▶ _RECORDS SHOWN_
+ + + +

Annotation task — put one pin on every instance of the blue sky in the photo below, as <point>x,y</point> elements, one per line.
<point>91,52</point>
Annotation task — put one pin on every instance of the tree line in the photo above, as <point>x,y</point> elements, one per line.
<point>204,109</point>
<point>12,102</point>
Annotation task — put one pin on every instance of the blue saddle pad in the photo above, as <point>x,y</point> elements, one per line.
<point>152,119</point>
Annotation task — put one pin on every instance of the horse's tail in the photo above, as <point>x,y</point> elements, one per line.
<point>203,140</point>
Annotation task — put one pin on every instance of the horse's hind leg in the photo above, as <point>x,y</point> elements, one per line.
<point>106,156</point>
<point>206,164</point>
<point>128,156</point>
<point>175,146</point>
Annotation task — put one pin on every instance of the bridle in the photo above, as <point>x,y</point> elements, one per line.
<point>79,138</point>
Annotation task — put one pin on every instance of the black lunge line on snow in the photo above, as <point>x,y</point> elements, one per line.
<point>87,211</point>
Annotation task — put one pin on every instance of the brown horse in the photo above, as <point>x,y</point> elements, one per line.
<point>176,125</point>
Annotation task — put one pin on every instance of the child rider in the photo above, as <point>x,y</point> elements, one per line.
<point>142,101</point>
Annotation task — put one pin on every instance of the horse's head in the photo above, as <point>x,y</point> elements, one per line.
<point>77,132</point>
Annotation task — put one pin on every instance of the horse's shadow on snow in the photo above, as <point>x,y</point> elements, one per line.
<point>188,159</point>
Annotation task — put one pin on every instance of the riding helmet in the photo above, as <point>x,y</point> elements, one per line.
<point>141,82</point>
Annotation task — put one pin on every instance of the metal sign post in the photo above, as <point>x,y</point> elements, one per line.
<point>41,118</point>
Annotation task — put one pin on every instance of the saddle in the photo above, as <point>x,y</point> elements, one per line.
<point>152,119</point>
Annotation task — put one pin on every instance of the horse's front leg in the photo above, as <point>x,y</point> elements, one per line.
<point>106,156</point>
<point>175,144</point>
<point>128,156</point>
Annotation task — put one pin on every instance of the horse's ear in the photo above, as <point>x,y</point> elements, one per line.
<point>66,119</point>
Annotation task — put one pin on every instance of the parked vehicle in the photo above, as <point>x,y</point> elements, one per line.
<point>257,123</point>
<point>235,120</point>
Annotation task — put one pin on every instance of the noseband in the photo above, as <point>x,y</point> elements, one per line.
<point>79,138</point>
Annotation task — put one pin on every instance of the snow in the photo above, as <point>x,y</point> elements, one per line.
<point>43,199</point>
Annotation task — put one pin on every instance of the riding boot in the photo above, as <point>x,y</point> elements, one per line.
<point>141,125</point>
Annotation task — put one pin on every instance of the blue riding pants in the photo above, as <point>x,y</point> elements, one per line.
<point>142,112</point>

+ + + +

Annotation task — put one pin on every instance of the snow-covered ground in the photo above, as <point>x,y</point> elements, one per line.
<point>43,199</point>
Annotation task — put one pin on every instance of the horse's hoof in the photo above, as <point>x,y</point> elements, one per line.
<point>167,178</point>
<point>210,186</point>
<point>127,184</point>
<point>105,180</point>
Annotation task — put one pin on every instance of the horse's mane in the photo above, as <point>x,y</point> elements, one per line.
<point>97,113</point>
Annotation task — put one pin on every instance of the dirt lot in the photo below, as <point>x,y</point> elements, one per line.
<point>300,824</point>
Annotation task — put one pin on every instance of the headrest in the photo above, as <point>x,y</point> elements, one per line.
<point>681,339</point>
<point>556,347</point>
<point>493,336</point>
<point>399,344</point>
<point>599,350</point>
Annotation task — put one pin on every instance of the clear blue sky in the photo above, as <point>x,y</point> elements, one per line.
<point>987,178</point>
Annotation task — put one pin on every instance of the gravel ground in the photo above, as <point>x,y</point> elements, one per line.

+ + + +

▶ _TASK GOAL_
Please pull out every line of the records that contains the word "saddle" and copy each of those lines unchanged.

▶ _EXERCISE OUTPUT_
Annotation task — put one pin on every instance of the blue saddle pad in the photo above, as <point>x,y</point> elements, one per line.
Annotation task — put one pin on every instance of the saddle in the photo above, as <point>x,y</point> elements, one per line.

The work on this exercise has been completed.